===== Input data =====

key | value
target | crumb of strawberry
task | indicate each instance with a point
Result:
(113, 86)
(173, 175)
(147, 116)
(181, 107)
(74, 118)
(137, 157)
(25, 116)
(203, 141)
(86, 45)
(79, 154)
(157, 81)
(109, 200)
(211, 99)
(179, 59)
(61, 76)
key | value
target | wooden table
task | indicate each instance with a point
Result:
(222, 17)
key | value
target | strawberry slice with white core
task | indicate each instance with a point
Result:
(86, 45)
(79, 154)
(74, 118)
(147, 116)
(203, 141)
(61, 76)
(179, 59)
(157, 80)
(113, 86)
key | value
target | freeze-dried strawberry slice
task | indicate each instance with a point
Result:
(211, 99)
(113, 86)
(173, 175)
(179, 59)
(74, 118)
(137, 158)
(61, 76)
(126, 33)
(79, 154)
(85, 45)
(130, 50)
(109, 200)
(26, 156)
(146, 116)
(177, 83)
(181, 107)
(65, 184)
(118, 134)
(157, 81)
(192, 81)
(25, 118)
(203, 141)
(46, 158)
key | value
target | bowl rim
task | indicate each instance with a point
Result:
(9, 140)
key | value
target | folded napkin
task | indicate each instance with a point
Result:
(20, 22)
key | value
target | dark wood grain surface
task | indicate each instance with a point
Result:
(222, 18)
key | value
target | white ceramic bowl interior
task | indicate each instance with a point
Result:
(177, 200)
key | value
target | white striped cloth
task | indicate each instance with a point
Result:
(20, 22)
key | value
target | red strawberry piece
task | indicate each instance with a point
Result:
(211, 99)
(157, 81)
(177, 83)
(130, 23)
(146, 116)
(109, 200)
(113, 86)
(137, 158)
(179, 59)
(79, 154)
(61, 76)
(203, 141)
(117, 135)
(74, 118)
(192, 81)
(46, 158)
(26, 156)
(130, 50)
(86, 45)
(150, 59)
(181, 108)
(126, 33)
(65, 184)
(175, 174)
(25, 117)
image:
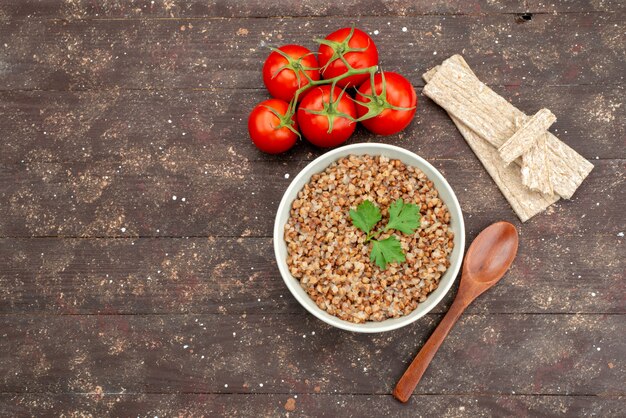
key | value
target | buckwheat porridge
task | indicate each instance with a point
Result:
(331, 258)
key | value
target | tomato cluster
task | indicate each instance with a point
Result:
(311, 95)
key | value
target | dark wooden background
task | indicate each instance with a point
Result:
(117, 299)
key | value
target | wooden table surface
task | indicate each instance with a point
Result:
(137, 274)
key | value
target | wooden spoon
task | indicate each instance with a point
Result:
(486, 261)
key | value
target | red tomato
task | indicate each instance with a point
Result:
(264, 127)
(399, 93)
(358, 59)
(315, 127)
(279, 73)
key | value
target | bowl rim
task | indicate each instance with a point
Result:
(293, 283)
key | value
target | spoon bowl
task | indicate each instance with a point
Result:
(491, 254)
(486, 262)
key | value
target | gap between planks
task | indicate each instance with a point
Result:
(381, 394)
(286, 314)
(317, 16)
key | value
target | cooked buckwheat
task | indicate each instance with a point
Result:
(327, 254)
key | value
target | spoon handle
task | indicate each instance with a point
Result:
(409, 380)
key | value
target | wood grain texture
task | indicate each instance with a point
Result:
(552, 274)
(280, 354)
(304, 405)
(95, 317)
(458, 90)
(218, 53)
(136, 198)
(121, 126)
(524, 202)
(145, 9)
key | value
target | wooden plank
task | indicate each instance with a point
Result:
(552, 274)
(494, 354)
(123, 126)
(143, 9)
(568, 6)
(239, 198)
(309, 405)
(219, 53)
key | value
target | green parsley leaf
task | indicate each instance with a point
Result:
(386, 251)
(403, 217)
(365, 216)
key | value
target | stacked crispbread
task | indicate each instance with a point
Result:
(544, 168)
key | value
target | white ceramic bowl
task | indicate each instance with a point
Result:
(393, 152)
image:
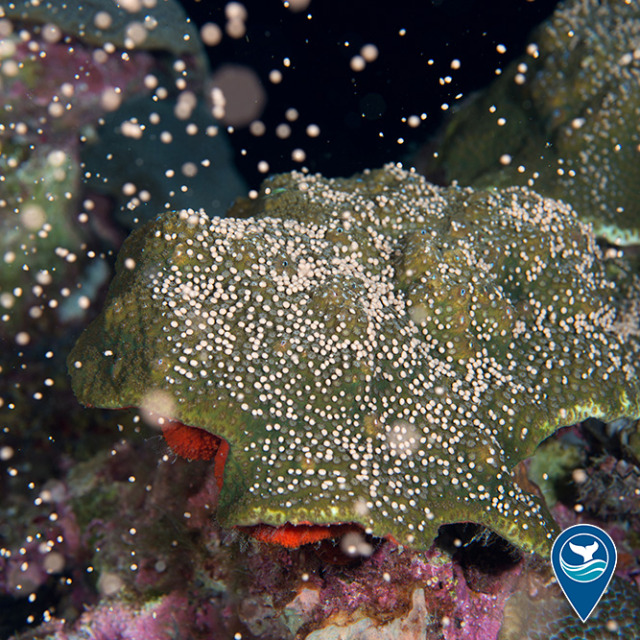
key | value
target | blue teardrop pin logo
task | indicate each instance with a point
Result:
(583, 558)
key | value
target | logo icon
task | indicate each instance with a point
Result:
(583, 558)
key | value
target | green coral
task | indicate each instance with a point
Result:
(563, 119)
(375, 349)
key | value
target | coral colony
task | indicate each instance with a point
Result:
(348, 407)
(362, 344)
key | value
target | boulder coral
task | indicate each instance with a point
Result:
(374, 350)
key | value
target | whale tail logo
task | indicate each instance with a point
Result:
(583, 558)
(586, 552)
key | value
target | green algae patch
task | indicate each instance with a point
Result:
(375, 350)
(563, 119)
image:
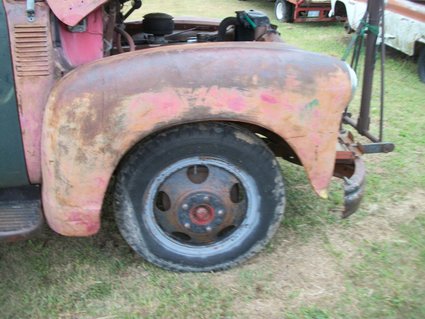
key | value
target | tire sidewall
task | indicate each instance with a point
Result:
(145, 166)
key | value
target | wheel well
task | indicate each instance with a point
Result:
(275, 142)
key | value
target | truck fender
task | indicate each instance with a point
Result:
(99, 111)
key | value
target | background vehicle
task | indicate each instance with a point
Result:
(188, 115)
(404, 25)
(306, 11)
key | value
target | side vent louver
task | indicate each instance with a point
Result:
(31, 48)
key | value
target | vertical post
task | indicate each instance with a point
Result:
(373, 7)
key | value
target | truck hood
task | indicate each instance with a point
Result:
(73, 11)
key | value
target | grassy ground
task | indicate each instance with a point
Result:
(317, 266)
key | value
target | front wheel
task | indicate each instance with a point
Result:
(200, 197)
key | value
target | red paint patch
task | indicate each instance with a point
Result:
(269, 99)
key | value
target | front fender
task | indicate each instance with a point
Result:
(100, 110)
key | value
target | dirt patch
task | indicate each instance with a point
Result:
(307, 274)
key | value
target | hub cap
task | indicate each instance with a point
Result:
(200, 203)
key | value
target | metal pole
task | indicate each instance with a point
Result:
(363, 121)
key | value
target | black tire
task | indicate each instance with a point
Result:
(283, 11)
(181, 224)
(421, 64)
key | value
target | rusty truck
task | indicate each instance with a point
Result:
(179, 119)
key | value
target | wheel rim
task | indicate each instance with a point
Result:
(279, 11)
(198, 207)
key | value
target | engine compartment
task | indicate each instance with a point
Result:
(158, 29)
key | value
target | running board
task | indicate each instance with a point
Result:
(20, 212)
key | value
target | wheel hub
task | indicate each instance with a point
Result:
(199, 204)
(202, 214)
(198, 213)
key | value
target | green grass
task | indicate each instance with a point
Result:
(376, 260)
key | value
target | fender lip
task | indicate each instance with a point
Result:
(354, 188)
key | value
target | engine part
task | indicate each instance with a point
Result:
(158, 24)
(248, 26)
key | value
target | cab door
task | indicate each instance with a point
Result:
(12, 162)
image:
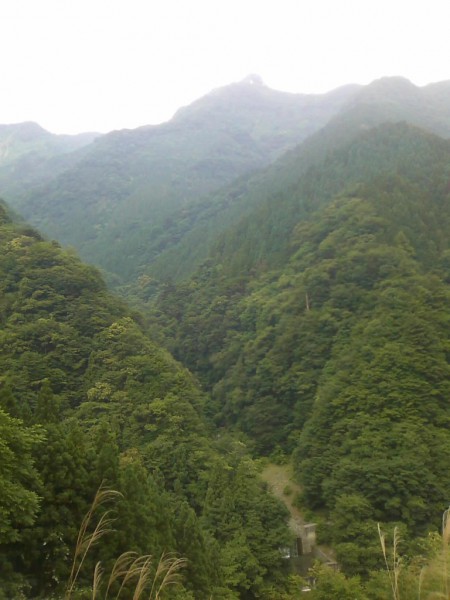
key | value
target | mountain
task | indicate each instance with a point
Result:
(320, 325)
(190, 235)
(30, 156)
(127, 185)
(88, 400)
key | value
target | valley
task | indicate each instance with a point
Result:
(266, 275)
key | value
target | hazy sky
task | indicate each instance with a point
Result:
(79, 65)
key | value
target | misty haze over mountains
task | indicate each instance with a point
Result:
(286, 259)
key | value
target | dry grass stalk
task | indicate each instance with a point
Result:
(86, 540)
(394, 570)
(128, 567)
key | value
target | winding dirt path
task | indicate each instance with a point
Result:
(280, 479)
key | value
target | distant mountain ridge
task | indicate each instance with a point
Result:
(152, 200)
(120, 190)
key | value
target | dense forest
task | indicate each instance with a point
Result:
(295, 314)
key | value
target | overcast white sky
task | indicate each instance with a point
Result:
(80, 65)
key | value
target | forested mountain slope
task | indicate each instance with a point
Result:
(115, 203)
(86, 397)
(30, 156)
(330, 337)
(191, 233)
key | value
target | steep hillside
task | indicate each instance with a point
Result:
(191, 233)
(87, 397)
(30, 156)
(339, 351)
(114, 205)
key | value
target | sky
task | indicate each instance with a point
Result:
(99, 65)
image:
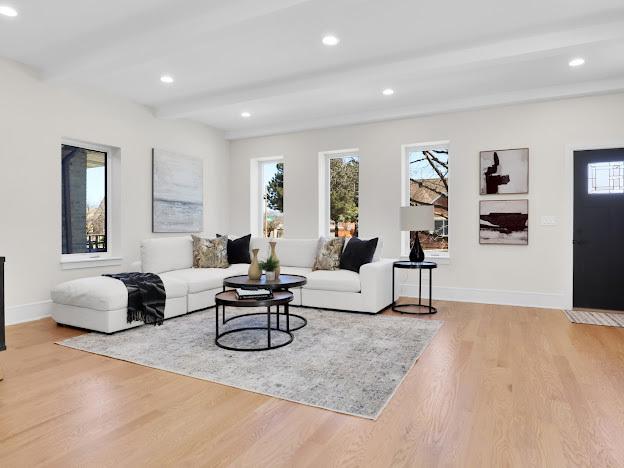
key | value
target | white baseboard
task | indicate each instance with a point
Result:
(27, 312)
(487, 296)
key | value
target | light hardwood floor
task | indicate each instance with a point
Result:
(498, 386)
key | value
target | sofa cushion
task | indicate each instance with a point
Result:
(204, 279)
(328, 254)
(286, 270)
(105, 293)
(337, 280)
(166, 254)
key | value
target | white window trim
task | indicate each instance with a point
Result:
(323, 184)
(255, 195)
(112, 256)
(438, 257)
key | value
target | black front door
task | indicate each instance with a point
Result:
(599, 229)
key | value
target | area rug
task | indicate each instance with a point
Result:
(344, 362)
(608, 319)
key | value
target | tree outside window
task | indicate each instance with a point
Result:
(273, 199)
(344, 186)
(428, 185)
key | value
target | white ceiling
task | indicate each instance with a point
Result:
(266, 56)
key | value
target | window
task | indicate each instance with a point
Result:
(341, 186)
(605, 177)
(84, 195)
(426, 183)
(267, 192)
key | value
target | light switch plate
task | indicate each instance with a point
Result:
(549, 221)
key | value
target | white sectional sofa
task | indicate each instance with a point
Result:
(99, 303)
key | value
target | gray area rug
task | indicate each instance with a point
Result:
(608, 319)
(344, 362)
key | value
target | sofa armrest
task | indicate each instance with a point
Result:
(376, 284)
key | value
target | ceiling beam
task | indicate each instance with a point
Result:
(455, 105)
(162, 32)
(479, 54)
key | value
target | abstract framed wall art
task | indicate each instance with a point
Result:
(504, 171)
(177, 192)
(504, 222)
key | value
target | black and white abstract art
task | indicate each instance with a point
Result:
(177, 192)
(505, 171)
(504, 222)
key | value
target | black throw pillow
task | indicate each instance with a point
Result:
(357, 253)
(238, 249)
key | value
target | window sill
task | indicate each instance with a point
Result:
(89, 262)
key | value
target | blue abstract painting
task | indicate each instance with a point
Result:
(178, 192)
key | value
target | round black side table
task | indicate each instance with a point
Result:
(420, 266)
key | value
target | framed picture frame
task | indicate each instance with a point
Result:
(177, 192)
(504, 172)
(504, 222)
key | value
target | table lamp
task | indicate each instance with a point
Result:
(417, 218)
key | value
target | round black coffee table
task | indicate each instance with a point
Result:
(283, 283)
(229, 298)
(420, 266)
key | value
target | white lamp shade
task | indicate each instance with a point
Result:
(417, 218)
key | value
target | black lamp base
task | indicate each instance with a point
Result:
(417, 254)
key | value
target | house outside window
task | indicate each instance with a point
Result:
(426, 173)
(340, 185)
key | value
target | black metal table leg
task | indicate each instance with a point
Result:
(419, 286)
(269, 326)
(393, 291)
(430, 294)
(217, 320)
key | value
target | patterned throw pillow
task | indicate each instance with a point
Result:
(210, 253)
(328, 254)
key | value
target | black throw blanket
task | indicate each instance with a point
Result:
(146, 297)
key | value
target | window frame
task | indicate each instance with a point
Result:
(257, 193)
(439, 257)
(109, 257)
(324, 184)
(611, 191)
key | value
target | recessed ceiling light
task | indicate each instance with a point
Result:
(330, 40)
(8, 11)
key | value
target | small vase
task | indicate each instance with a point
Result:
(273, 255)
(254, 272)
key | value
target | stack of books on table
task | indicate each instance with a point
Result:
(254, 293)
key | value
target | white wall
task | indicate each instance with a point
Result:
(34, 116)
(537, 274)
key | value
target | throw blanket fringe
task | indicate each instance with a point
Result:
(146, 297)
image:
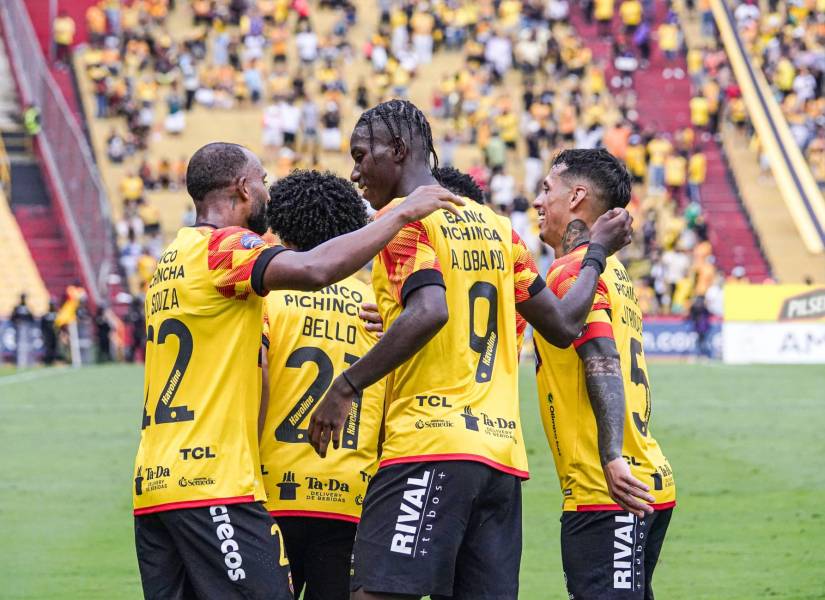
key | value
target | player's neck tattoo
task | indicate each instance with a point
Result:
(576, 233)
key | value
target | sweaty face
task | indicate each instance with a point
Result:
(553, 206)
(373, 171)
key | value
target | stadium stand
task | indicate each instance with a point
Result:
(755, 174)
(17, 269)
(77, 198)
(781, 142)
(479, 112)
(28, 198)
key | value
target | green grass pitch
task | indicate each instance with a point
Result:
(746, 445)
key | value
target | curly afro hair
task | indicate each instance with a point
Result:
(459, 183)
(307, 208)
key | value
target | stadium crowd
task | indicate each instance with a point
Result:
(521, 85)
(787, 40)
(524, 86)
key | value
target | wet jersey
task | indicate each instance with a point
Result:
(199, 439)
(457, 398)
(566, 412)
(311, 338)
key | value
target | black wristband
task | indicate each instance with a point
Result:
(596, 255)
(349, 381)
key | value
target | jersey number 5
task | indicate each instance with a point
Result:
(639, 377)
(288, 430)
(487, 344)
(164, 411)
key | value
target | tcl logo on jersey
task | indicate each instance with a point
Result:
(434, 401)
(229, 547)
(406, 525)
(197, 453)
(623, 552)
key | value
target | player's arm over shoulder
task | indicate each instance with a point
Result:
(558, 314)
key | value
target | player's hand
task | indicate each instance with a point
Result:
(613, 230)
(327, 421)
(372, 319)
(628, 492)
(427, 199)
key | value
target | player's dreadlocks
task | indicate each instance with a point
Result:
(307, 208)
(460, 183)
(392, 113)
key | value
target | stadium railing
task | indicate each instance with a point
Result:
(70, 168)
(793, 175)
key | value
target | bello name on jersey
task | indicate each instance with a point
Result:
(566, 412)
(311, 337)
(457, 398)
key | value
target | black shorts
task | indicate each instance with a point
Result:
(449, 529)
(320, 553)
(611, 555)
(224, 551)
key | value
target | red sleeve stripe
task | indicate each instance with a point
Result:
(592, 331)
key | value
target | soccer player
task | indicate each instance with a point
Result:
(442, 515)
(199, 526)
(617, 486)
(311, 337)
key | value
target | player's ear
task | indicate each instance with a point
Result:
(578, 194)
(242, 188)
(399, 149)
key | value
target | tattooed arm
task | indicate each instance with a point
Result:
(559, 320)
(605, 388)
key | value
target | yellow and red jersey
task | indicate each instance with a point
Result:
(457, 398)
(202, 385)
(566, 412)
(311, 337)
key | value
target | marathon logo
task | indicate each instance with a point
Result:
(810, 305)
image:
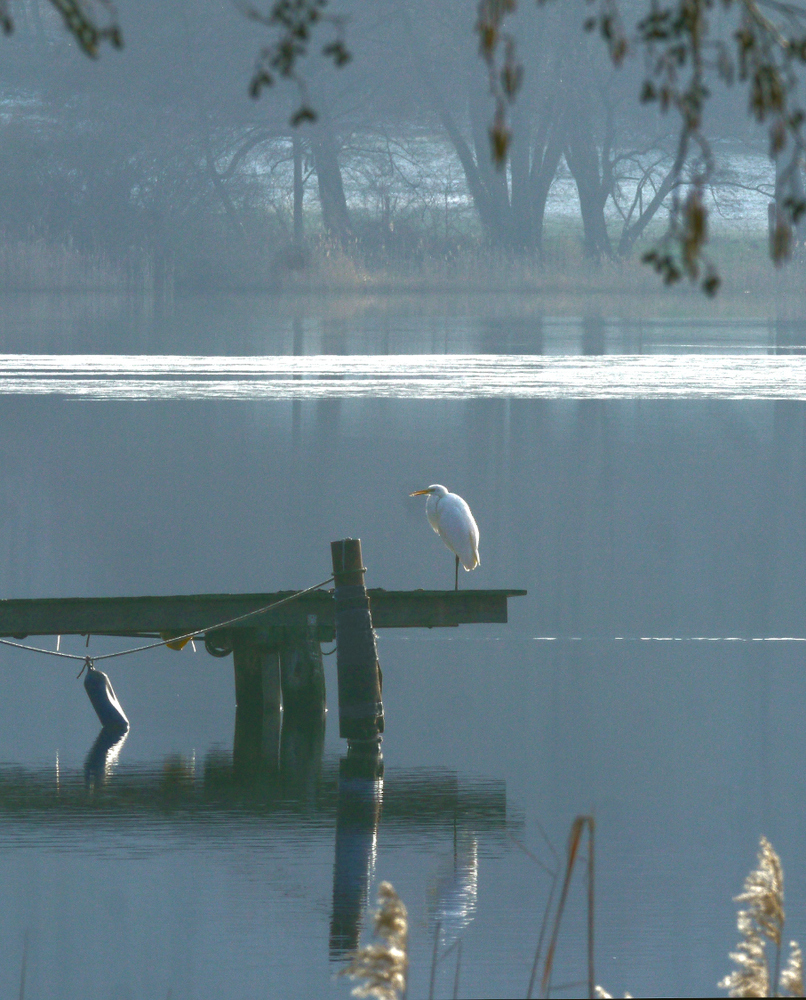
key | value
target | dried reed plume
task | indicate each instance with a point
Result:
(760, 923)
(384, 966)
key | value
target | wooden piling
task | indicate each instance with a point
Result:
(258, 700)
(257, 676)
(302, 671)
(359, 673)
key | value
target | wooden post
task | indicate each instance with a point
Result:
(258, 697)
(302, 671)
(359, 673)
(257, 676)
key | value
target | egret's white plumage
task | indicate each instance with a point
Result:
(451, 518)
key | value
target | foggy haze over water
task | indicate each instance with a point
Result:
(227, 341)
(623, 518)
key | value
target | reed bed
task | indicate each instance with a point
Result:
(382, 967)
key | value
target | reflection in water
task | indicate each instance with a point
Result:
(593, 375)
(103, 756)
(454, 891)
(357, 816)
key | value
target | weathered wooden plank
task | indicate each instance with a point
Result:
(180, 614)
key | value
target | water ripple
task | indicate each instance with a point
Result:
(401, 376)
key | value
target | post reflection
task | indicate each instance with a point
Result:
(358, 812)
(298, 794)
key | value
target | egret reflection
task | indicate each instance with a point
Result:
(103, 756)
(453, 893)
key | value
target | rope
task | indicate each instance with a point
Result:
(88, 661)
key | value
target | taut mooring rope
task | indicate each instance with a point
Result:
(89, 661)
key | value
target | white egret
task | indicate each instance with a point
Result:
(450, 517)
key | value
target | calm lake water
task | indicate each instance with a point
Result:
(645, 482)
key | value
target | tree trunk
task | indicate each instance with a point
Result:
(335, 217)
(299, 190)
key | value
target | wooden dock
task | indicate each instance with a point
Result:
(277, 651)
(139, 617)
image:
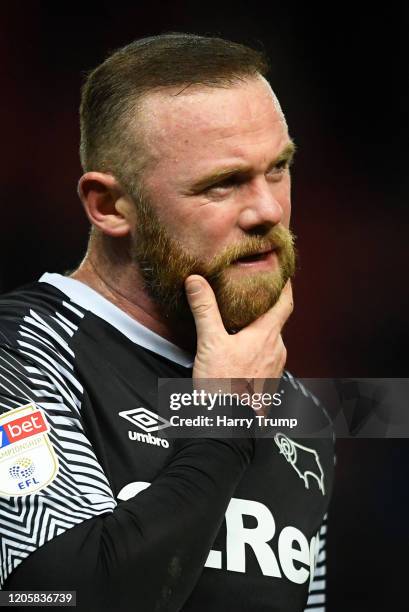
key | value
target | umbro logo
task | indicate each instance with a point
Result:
(148, 421)
(145, 419)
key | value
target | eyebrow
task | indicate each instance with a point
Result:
(286, 154)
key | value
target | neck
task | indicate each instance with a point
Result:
(118, 279)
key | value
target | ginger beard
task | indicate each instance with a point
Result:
(165, 264)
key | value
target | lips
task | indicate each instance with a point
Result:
(257, 256)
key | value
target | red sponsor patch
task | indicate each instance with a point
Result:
(25, 426)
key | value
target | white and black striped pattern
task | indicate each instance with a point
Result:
(38, 366)
(316, 597)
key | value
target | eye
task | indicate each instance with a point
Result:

=====

■ **Task requirements**
Identify each line in the records above that contains the word "stadium", and copy it out in full.

■ **Output**
target | stadium stand
target | stadium crowd
target | stadium railing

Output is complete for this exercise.